__Source excerpt__:
···

How to Set up Your Website Site Structure

Set up your Website Categories for Authority

This is a key element of creating the correct site structure. Setting up your website using keywords as categories is not exactly the same as finding keywords that you can rank your content for.

This is a fundamental mistake made by the vast majority of marketers.

Of course you need to do your research at the beginning to identify an opportunity and to confirm that the broad keyword or topic has sufficient additional keywords that you feel you can rank for based on search volume and competition.

Keyword research is covered in a separate part module here and I have provided a basic outline of how not to do what everyone else teaches you to do and a simple method to find good opportunities in 2013 using Google+.

For the purposes of this site set up I am going to assume you have done your keyword research and you have found a niche you feel you can rank in that has sufficient potential for additional keywords to rank.

It is important to note here that using this method to set up a site and the way you will be optimising all of your content will have significantly better results with ranking more difficult keywords than you may have been used to using previous techniques.

We have already touched on making it clear to the search engines what the site is about so let’s assume you are going to create a website in the dog training niche.

The first task is to identify your main keyword; this is your primary keyword and must be the keyword that bests describes what your site is about.

For the purposes of this report let’s assume we are creating a website about dog training.

Next you will find 5 additional keywords that are as relevant as possible to your primary keyword, these are known as your secondary keywords.

If you are using word press these 5 keywords will be the first 5 categories in your site.

You will take Google’s view on what they consider to be the most related search keywords to your main keyword by entering your keyword in Google search and scrolling down to the foot of the page. Here you will see a small list of related keywords; these are the keywords in order of search volume related to the main keyword.

Using the search function again now run each secondary keyword through and select 5 keywords that are the most relevant to the secondary keyword.

So in this example I have used dog training tips as a category and got these related search terms. These will be used to base the first 5 articles for each category.

You should now have I main keyword and 25 other keywords split up in to 5 groups of closely related keywords.

These 25 topics will form the basis of the content you are going to add to your new website.

Depending on the niche you can use these topics as titles to write content or find longer tailed keywords that are relevant to these topics with less completion if it’s a more competitive niche you are trying to rank for.

Silo Structure

Using a good silo structure will ensure the search engines reward you for the internal structure of your website.

Search engines award top keyword rankings to the site that proves that it the best fit for the relevancy of a subject or theme that matches the user query.

As a result the primary goal of SEO is to improve the website so that the site is about more than targeted keyword phrases – it is about the themes matching those keywords.

We have now set up the website using 1 main theme (Primary keyword) and added 5 closely matching categories (secondary keywords)

More often than not, a website is a disjointed array of unrelated information with no clear central theme.

I made reference to this earlier saying a big problem to creating an authority website structure is the majority of people add keywords and topics that don’t match the theme of the site closely enough.

···

__Stored items__:
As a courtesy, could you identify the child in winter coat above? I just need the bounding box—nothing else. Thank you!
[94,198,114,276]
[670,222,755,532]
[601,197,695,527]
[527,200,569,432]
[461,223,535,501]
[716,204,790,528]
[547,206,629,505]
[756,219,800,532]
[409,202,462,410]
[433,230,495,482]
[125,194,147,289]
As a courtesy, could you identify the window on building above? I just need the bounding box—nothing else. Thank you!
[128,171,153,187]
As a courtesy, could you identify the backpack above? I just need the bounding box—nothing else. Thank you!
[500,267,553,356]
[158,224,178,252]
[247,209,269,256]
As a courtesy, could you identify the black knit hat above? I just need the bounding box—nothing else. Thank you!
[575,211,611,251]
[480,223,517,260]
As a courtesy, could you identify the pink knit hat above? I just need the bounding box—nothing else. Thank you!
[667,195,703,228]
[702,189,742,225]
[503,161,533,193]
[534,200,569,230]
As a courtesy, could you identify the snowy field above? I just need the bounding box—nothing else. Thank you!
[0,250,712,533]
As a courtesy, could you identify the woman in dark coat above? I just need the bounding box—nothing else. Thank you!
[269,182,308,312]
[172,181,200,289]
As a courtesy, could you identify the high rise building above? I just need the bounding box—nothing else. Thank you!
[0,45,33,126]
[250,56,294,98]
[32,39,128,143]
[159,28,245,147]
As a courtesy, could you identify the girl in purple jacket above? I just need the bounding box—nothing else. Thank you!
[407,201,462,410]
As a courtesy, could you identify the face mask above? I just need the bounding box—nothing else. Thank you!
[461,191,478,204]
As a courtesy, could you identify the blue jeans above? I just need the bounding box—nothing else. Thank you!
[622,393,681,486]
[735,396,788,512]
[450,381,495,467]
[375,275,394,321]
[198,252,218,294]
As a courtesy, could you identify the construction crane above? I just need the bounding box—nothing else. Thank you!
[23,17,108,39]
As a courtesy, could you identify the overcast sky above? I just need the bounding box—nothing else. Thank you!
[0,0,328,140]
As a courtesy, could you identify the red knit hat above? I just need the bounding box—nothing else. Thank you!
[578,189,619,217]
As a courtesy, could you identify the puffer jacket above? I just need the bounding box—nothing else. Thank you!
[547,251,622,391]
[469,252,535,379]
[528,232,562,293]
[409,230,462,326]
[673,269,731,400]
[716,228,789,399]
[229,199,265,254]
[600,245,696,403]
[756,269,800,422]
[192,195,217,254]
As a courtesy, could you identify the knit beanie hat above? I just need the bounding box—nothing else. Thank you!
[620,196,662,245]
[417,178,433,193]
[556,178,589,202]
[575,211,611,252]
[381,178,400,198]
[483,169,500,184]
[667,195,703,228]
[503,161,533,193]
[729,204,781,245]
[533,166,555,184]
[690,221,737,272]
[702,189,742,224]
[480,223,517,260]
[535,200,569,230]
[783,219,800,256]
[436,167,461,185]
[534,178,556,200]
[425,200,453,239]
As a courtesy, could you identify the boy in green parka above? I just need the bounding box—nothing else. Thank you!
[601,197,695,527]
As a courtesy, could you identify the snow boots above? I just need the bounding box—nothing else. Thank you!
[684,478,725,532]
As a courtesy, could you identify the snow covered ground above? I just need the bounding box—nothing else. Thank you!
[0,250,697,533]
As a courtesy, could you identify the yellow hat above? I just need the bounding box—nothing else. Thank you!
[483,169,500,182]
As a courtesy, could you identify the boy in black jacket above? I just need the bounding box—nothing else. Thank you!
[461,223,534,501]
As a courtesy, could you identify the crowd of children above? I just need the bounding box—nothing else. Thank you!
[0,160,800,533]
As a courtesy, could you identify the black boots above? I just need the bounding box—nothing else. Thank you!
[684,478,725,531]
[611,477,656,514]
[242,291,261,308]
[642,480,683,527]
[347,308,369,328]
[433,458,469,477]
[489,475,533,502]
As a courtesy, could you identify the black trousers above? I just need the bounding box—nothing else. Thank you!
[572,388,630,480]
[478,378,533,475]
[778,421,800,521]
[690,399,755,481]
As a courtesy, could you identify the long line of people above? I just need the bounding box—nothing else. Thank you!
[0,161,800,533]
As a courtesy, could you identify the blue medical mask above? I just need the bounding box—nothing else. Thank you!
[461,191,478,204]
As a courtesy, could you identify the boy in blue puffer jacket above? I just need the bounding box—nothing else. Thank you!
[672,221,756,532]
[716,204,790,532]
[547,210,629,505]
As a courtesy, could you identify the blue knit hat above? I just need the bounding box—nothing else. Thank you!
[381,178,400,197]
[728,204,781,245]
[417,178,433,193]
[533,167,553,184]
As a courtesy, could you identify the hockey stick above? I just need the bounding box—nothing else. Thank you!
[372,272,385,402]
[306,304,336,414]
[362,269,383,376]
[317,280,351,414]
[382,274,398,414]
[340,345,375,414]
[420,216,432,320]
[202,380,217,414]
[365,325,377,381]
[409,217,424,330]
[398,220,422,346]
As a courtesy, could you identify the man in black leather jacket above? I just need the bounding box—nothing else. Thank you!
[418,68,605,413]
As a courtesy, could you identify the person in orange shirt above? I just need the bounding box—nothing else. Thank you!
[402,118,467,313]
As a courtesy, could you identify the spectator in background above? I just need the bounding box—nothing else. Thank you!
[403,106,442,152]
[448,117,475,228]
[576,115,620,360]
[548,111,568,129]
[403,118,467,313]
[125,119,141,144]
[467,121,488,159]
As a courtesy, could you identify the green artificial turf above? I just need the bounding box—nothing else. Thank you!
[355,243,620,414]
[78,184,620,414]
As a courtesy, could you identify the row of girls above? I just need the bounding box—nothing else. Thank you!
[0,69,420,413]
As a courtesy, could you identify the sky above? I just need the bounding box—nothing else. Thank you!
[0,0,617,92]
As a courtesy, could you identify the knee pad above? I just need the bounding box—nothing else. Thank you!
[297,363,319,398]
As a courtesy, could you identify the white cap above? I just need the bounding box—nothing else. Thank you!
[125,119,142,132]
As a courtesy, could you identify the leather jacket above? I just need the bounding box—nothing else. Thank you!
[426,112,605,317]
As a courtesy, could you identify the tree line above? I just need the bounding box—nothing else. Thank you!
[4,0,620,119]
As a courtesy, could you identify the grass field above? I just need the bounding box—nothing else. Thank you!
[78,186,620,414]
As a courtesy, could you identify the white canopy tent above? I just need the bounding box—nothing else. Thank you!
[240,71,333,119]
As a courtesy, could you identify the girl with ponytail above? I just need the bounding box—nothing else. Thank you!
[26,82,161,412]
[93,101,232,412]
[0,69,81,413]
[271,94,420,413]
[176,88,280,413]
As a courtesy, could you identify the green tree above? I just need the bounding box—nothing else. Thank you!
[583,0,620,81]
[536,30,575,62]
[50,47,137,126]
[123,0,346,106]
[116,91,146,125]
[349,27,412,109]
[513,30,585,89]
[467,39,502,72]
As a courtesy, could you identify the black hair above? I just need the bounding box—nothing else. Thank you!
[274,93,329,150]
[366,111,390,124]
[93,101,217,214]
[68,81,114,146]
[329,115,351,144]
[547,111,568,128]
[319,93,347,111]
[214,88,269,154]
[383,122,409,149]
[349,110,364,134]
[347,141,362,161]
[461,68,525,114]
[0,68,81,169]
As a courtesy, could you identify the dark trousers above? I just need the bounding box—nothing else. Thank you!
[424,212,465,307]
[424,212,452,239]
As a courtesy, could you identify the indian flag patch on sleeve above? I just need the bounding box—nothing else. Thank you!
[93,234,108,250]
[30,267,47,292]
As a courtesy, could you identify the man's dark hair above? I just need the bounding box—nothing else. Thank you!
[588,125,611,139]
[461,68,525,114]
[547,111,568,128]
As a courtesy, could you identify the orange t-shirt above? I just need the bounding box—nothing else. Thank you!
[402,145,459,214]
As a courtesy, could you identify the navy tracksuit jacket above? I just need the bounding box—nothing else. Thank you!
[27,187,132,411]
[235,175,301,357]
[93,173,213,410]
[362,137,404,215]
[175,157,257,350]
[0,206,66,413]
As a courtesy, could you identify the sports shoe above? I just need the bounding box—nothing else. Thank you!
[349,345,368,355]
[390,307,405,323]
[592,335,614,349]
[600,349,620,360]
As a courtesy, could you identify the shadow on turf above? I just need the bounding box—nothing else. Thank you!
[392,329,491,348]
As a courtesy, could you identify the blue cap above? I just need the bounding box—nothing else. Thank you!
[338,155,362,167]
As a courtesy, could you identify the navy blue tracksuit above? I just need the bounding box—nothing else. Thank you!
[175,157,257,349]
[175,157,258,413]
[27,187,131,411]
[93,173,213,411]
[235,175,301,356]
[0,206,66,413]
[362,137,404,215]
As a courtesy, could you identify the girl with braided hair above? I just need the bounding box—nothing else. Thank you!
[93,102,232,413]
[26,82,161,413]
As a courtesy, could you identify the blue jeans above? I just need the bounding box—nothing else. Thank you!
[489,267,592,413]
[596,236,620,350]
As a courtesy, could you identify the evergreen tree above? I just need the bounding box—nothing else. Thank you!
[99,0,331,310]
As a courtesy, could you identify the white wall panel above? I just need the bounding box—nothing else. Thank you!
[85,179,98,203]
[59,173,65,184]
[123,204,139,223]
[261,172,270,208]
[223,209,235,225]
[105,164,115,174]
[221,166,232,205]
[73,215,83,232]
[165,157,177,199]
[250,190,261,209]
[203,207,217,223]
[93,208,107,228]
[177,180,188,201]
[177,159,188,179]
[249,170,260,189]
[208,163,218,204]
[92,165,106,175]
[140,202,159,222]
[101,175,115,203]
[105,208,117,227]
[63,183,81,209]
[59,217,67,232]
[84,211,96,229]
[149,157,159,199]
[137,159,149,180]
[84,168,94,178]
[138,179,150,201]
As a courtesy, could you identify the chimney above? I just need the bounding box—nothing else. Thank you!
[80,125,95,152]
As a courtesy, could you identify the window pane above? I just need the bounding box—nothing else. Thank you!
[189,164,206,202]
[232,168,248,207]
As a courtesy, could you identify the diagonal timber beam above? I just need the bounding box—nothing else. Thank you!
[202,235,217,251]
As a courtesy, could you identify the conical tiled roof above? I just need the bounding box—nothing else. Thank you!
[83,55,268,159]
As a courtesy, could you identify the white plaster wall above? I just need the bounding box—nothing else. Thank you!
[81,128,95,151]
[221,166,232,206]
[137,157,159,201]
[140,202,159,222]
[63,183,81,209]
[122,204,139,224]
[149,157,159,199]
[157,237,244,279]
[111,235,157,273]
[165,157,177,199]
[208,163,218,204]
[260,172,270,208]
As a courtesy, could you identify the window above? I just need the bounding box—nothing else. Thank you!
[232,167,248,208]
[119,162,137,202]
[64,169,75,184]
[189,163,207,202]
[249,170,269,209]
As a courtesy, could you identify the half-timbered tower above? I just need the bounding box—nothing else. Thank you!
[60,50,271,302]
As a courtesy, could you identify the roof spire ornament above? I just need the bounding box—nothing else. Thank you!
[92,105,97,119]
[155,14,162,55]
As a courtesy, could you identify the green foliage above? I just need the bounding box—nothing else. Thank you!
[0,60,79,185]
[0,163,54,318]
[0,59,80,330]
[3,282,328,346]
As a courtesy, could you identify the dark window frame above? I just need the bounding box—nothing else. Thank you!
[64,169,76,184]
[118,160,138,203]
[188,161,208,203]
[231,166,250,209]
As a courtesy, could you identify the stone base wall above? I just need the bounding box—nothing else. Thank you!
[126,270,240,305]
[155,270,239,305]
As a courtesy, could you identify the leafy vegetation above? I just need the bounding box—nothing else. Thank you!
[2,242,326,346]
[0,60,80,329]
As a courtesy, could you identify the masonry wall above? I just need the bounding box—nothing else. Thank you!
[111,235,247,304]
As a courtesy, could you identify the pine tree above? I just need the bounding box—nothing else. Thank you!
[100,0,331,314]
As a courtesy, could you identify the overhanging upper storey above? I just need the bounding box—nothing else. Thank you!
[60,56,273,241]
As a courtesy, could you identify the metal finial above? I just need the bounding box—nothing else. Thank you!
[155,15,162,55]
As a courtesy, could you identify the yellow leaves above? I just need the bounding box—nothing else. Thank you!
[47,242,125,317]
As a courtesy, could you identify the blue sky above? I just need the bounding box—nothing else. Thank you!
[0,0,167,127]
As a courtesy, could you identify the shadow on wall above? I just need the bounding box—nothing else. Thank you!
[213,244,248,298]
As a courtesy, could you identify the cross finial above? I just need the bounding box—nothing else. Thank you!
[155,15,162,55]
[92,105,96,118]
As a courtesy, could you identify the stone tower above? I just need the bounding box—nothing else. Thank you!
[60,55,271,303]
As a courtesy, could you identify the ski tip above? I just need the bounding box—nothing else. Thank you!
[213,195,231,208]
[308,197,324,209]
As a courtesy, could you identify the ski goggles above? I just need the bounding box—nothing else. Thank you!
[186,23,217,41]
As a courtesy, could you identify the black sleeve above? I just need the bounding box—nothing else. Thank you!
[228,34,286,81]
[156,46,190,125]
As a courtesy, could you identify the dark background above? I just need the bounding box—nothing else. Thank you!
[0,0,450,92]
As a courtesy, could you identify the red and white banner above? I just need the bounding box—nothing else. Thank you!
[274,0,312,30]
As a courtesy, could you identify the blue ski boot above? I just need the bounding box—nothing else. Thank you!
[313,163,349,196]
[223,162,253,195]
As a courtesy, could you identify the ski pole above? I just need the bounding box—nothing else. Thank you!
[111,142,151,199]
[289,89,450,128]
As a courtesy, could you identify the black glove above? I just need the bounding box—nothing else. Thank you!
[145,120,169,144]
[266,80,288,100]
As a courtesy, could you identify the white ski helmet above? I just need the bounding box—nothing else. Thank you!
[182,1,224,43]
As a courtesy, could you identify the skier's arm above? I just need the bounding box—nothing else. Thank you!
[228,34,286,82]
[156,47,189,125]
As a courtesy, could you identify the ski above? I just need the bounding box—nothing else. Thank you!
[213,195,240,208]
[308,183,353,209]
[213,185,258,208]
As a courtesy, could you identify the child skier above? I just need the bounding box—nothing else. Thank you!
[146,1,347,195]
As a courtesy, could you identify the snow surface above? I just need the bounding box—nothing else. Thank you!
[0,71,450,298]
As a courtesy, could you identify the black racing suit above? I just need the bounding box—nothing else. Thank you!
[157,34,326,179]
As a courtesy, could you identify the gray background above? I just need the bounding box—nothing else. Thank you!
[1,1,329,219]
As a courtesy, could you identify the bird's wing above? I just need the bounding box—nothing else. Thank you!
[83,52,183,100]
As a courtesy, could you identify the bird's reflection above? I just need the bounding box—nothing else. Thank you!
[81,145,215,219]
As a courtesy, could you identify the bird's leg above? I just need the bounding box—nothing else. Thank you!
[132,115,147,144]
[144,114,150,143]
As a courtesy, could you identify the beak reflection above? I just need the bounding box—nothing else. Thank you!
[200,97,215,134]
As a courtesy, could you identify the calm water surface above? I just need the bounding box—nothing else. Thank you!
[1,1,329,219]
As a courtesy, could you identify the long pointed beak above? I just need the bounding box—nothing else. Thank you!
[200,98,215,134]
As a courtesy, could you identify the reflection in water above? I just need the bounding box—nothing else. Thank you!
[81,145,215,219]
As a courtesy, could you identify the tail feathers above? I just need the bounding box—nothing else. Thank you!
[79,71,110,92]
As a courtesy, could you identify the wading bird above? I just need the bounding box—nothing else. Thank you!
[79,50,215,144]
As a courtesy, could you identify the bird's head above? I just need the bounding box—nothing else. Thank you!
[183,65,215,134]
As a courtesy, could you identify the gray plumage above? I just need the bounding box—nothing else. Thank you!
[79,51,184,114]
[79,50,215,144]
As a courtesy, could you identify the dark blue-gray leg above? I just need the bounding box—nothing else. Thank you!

···

__Instructions to follow__: In order, list every heading in the site structure guide, including its title.

__Task result__:
How to Set up Your Website Site Structure
Set up your Website Categories for Authority
Silo Structure